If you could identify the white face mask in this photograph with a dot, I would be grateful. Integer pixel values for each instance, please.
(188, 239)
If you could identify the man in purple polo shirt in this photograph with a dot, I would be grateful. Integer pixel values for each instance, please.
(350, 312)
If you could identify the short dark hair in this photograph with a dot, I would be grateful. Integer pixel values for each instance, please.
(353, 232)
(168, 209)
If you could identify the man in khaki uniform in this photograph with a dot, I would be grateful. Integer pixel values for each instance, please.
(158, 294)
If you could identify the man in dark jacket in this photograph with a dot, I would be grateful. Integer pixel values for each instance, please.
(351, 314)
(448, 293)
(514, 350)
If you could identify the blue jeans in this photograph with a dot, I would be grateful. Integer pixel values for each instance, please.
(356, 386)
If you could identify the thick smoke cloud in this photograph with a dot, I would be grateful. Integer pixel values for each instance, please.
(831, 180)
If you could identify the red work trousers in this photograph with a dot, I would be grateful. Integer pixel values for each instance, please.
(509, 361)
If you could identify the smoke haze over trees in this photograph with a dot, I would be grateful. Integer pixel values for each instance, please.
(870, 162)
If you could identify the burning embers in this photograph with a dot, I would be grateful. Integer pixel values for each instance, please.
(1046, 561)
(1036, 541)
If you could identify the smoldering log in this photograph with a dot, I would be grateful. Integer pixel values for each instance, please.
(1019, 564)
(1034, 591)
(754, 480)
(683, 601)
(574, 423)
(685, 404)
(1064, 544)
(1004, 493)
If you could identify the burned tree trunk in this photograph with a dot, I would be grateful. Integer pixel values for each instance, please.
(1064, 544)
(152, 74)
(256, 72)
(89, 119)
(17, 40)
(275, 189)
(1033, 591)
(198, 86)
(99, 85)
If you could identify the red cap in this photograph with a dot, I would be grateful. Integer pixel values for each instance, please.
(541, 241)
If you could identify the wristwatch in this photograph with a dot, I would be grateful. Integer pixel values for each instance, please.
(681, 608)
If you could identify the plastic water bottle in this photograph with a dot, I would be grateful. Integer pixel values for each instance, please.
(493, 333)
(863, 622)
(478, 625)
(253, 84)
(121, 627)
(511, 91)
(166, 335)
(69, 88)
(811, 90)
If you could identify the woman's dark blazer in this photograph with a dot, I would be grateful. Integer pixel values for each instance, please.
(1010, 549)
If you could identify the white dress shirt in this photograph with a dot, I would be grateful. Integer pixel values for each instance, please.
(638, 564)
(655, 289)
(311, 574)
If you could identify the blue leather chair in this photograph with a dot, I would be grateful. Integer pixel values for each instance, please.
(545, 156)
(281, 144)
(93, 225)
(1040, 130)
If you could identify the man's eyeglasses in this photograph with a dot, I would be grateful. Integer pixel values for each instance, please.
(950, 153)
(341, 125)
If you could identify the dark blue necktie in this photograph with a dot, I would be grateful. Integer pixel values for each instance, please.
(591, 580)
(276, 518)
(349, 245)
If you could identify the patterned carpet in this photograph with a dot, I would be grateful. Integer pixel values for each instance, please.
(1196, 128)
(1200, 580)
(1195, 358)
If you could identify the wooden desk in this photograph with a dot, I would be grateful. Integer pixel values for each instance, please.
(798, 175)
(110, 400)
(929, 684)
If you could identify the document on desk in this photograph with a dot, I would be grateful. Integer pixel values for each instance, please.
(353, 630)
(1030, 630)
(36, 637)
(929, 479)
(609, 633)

__________

### [The task]
Restate each record above exactly, leaving nothing out.

### [Written answer]
If you could identify the white face mask in this photograph with a dot, I would be grateful. Integer pixel values for each instance, please.
(188, 239)
If you could identify the man in purple polo shirt in this photograph with a dot, I would be grateful. Integer pixel values for each instance, please.
(350, 312)
If you could identify the short dark hair in this photograph with a dot, I would be grateful. Integer pixel values for each instance, please.
(353, 232)
(168, 209)
If you could identify the man in khaki uniform in this photograph with a dot, I would be grateful. Integer pixel values for each instance, please.
(158, 294)
If you could identify the man in dark jacket in this photograph with a dot, I would be grateful. Integer pixel values for each instance, please.
(351, 314)
(448, 293)
(514, 350)
If you could identify the blue jeans in this photograph with a dot, I would be grateful. Integer pixel values for each instance, please.
(356, 386)
If you could identify the thick smoke cloud in this photograph with a dot, I would be grateful. Integer pixel values for each instance, please.
(831, 180)
If you could identify the red work trousers in this photograph with a dot, I would be grateful. Integer pixel values for each instance, please.
(509, 361)
If you could identify the smoke haze over trees in this photograph with a dot, I would be grateful. Integer pixel values for each instance, please.
(870, 162)
If you could identify the burning embers in this photograph with a dot, I would be grateful. Integer pixel values for each instance, please.
(1046, 561)
(1036, 541)
If you could identify the smoldering log in this photograph with a dot, I would be grateful. Integer pixel values for each instance, please.
(1019, 564)
(1034, 591)
(754, 480)
(683, 601)
(574, 423)
(685, 404)
(1064, 544)
(1004, 493)
If you could identify the burned tree trunk in this photograph with a dot, I would be grateful. Integer pixel values for each instance, please.
(1064, 544)
(152, 74)
(256, 72)
(89, 119)
(17, 40)
(275, 189)
(1033, 591)
(198, 86)
(99, 85)
If you could identify the red cap in this photograph with a dot, I would be grateful. Integer pixel values for each instance, please.
(541, 241)
If you could identify the wristwatch in this photograph with a dot, I would be grateful. Integer pixel values for each instance, please.
(681, 608)
If you could identify the plastic water bottle in this photograph with a dot, I would be grateful. Integer pixel values for each instance, please.
(493, 333)
(863, 622)
(478, 625)
(253, 84)
(121, 627)
(511, 91)
(166, 335)
(69, 88)
(811, 90)
If you could identify the woman's dark blazer in this photograph with a dot, I would be grateful. Integer pixel values for each instance, please.
(1010, 549)
If you could identify the white dress shirt in this photograph with a dot, I would be grateful. Integer pixel values for each instance, please.
(638, 564)
(655, 289)
(311, 574)
If you could identify the blue leather chair in this photograph with a dot, I would be grateful. Integer pixel values for each instance, please.
(545, 156)
(281, 144)
(93, 225)
(1040, 130)
If you could identify the man's eyeglasses in this photograph with a dot, I would be grateful. Integer pixel values for each instance, please.
(950, 153)
(341, 125)
If you could identify the dark blue necktie in this photograph with a dot, I would be grateful. Integer pixel values for each instance, please.
(591, 580)
(276, 518)
(349, 245)
If you could identify the patterned carpet in this photograph with a dot, I would be grateful. Integer pixel values for each instance, please.
(1196, 128)
(1200, 580)
(1195, 358)
If you could identify the wooden desk in this photograph with a dot, I would be grateful. Integer pixel values for each instance, please.
(798, 175)
(110, 400)
(929, 684)
If you could identify the document on desk in this photograph with a dot, I would be grateful. Integer pixel values for each instance, please.
(353, 630)
(1030, 630)
(36, 637)
(929, 479)
(609, 633)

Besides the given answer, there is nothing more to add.